▸ Page extract
»»

# Resolving boundary conflict - neighbours' selling



## Marie (10 Jul 2005)

I live in a townhouse (Victorian terrace, long narrow gardens).  On one side lived The Neighbours From Hell.  They damaged my panel fencing which constitutes the long boundary between our gardens by hanging heavy flower-containers, planted 'rampant invasives' like mallow, buddleia and fuscia so close to the fence their shrubs overhung my garden and roots did further damage to fence.  They used the lane which runs the length of the terrace at the end of the garden to clean their cars, positioning them behind _my _property and deteriorating my  two-metre high wooden fence there (chemicals, power-hosing etc.) to the extent I had to have it removed and a wall built.  When I asked they re-position tubs and take out planting close to the boundary fence so I could have a wall built the response was they needed more notice and if my builder so much as "put a foot on their land" they would claim trespass - so I abandoned the struggle and the old fence remains.  I returned from holiday at one stage to find they had nailed 4x4 posts along the length of the garden on their side and fixed a double line of razor-wire, and a CCTV directed at _my_ garden.   They replaced their own rear fence at the time.  Instead of sinking uprights they used _my_ concrete post (and that of the neighbour to the other side of them) to support their new fence to save money.

I need to be clear it is _my_ fence.  The system locally is that each house is responsible for installing/maintaining the fence to the left-hand side viewed from the house. 

I consulted solicitors at the time (about 6 years ago) and was advised (a) their planting was illegal and as it damaged my garden it was technically damage to my property; (b) not much could be done to have them remove the CCTV camera as they were entitled to secure their property in whatever manner they wished, though this particular tactic might be considered rather bizarre and (c) the razor-wire was positioned in a manner which broke the law.  They _could_ position razor-wire along their boundary if it was over 2 metres above ground-level.  The solicitor warned that boundary disputes could absorb a great deal of time and money and advised on "any other possible route" to get around the issues.

I decided life was too short.  I would rise above it.  I spent about £500 on trellising and planted jasmines, clematis etc. which blocked the unsightly and disturbing razor-wire.

««

▸ Task inputs

»»

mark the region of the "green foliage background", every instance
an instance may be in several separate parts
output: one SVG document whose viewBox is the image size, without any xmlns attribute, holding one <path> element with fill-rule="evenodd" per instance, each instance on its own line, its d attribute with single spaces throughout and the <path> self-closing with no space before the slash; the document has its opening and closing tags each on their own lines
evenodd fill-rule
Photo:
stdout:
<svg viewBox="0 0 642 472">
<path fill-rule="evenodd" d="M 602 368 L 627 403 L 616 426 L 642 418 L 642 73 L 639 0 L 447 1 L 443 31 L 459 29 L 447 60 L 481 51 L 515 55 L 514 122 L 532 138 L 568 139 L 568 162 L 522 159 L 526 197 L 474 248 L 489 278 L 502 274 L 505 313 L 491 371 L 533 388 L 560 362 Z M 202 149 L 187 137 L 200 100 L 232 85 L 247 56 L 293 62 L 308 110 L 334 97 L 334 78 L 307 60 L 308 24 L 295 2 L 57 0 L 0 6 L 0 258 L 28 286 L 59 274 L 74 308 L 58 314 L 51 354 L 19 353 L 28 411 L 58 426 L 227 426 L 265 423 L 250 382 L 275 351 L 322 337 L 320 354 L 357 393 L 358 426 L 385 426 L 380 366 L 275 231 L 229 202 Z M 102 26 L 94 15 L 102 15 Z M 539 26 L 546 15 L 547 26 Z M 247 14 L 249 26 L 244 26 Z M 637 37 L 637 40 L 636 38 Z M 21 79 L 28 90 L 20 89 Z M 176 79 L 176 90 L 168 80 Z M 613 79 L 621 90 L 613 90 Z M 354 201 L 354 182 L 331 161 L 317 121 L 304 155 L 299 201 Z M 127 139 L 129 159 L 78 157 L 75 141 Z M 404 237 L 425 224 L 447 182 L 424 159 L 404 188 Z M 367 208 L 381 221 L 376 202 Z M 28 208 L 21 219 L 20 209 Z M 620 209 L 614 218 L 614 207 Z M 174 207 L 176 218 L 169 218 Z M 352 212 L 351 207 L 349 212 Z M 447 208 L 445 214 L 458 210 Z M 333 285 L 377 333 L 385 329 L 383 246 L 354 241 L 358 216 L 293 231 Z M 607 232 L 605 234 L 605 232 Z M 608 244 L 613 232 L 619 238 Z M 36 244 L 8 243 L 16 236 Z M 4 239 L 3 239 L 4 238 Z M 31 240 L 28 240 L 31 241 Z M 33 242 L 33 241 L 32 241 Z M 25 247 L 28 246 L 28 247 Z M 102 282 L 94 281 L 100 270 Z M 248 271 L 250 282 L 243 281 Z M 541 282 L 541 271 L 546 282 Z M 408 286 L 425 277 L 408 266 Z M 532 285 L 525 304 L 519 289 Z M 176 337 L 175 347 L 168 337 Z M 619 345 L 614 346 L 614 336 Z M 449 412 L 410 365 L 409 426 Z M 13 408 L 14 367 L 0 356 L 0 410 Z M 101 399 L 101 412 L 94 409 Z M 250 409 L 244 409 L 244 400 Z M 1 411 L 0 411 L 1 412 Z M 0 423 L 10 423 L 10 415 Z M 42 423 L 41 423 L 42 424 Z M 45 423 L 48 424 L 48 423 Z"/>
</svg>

««

▸ Problems and tasks
#1 In the boundary dispute post, why does the old boundary fence still stand instead of a wall? Answer in one to three sentences.
#2 Please identify every line in the listing that contains the string "viewBox" and copy each one in full. Case counts.

▸ Results of the tasks
#1 She asked the neighbours to move their tubs and remove planting near the fence so a wall could be built. They replied that they needed more notice and would claim trespass if her builder so much as "put a foot on their land." So she gave up the struggle and left the old fence in place.

#2
output: one SVG document whose viewBox is the image size, without any xmlns attribute, holding one <path> element with fill-rule="evenodd" per instance, each instance on its own line, its d attribute with single spaces throughout and the <path> self-closing with no space before the slash; the document has its opening and closing tags each on their own lines
<svg viewBox="0 0 642 472">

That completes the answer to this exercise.